● **Aim of the exercise**: An exact reproduction of the data below is the required answer.

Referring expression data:
- Opening Delimiter -

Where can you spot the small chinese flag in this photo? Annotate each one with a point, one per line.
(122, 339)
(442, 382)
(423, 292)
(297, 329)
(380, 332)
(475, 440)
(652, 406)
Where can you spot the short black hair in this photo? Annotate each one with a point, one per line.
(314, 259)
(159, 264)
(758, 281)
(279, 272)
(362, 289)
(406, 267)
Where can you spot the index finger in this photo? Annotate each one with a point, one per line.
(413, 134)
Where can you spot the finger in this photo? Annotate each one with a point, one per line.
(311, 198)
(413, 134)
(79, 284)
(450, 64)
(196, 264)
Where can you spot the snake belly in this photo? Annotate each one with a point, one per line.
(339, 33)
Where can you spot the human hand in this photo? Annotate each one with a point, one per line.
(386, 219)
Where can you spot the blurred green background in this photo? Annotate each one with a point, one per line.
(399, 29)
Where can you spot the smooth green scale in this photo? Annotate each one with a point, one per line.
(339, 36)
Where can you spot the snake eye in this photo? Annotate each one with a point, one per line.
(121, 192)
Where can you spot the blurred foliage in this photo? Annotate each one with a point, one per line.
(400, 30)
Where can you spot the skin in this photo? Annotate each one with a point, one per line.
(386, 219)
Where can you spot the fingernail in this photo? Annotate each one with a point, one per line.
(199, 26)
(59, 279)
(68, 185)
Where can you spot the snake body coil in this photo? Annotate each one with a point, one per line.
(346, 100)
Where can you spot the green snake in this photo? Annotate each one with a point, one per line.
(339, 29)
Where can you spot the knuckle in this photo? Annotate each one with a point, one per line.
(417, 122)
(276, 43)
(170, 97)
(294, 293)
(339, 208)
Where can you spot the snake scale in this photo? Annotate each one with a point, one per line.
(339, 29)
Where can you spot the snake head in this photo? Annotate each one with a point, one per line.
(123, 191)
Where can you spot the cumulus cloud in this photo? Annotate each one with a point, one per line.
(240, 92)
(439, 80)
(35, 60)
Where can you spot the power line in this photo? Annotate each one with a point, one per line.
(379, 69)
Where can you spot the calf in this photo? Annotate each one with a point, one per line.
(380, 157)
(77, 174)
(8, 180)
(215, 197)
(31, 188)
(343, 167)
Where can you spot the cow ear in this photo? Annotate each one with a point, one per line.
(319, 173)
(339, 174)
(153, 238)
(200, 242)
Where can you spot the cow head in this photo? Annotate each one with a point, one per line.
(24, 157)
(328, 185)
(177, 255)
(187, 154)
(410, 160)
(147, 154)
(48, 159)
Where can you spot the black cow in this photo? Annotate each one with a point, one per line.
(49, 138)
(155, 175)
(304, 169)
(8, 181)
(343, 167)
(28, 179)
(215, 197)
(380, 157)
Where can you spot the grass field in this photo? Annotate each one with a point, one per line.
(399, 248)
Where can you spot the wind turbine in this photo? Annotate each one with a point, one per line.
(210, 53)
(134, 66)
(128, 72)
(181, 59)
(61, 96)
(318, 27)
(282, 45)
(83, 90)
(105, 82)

- Closing Delimiter -

● **Answer box**:
Where can you spot the small chinese flag in this photo? Annotate each one with a point, one per line.
(122, 339)
(442, 382)
(423, 292)
(297, 329)
(380, 332)
(475, 440)
(652, 406)
Where can you spot the short black hair in this photo? Annotate each one with a point, one per line.
(314, 259)
(159, 264)
(758, 281)
(279, 272)
(362, 289)
(406, 267)
Where can you spot the index finger in this photo? Annotate each one with a point, one per line.
(413, 134)
Where can you spot the finger in this photo? Annotate each one with a point, one per line.
(311, 198)
(413, 134)
(79, 284)
(450, 64)
(196, 264)
Where can you spot the snake belly in this photo? Annotate each one with a point, one per line.
(339, 33)
Where can you spot the human hand in this photo? Annotate each one with a point, one per line.
(386, 219)
Where can you spot the blurred green background in this photo? Annotate each one with a point, one per line.
(399, 29)
Where can you spot the smooth green scale in this photo? Annotate each one with a point, one per line.
(339, 36)
Where can you spot the snake eye in this photo? Annotate each one with a point, one per line.
(121, 192)
Where can you spot the blurred foliage in this photo? Annotate each one with a point, one per line.
(400, 30)
Where can you spot the skin in this photo? Annotate each one with a point, one per line.
(386, 219)
Where can you spot the fingernail in this photo? Annotate each one with a point, one per line.
(199, 26)
(59, 279)
(68, 185)
Where can you spot the snake body coil in this photo? Annotate each one with a point, one per line.
(346, 100)
Where can you spot the green snake in this photo? Annotate each one with a point, one per line.
(339, 29)
Where can you spot the knuckle in this photo? Annotate each one with a point, one per line.
(417, 122)
(276, 43)
(170, 97)
(294, 293)
(339, 208)
Where can you spot the snake scale in this photo? Annotate each one with a point, one per line.
(339, 29)
Where can you spot the snake head in this photo? Annotate each one with a point, one per line.
(123, 191)
Where can you spot the cumulus cloud in this photo? Annotate each one with a point, one per line.
(240, 92)
(439, 80)
(35, 60)
Where can you spot the power line in this photo? Annotate each one with a point, one per line.
(379, 69)
Where can you spot the calf in this photo? Annotate each one with a point, one per line.
(380, 157)
(77, 174)
(8, 180)
(215, 197)
(31, 188)
(343, 167)
Where can you spot the cow ear in this photo? Annotate each one with a point, one per line.
(319, 173)
(339, 174)
(153, 238)
(200, 242)
Where can you spot the cow head in this photo? Annotate each one with a point, one per line.
(24, 157)
(328, 185)
(177, 255)
(187, 154)
(410, 160)
(147, 154)
(48, 159)
Where can you spot the black cow in this photo? Annotate each one with a point, one per line.
(49, 138)
(155, 175)
(304, 169)
(8, 181)
(343, 167)
(28, 179)
(215, 197)
(380, 157)
Where can you spot the grass field in this photo? Annotate each one with a point, one per line.
(399, 248)
Where can you spot the wind turbine in this photo? Annotate each one with a point, one per line.
(210, 53)
(134, 66)
(128, 72)
(181, 59)
(61, 96)
(318, 27)
(282, 45)
(83, 90)
(105, 82)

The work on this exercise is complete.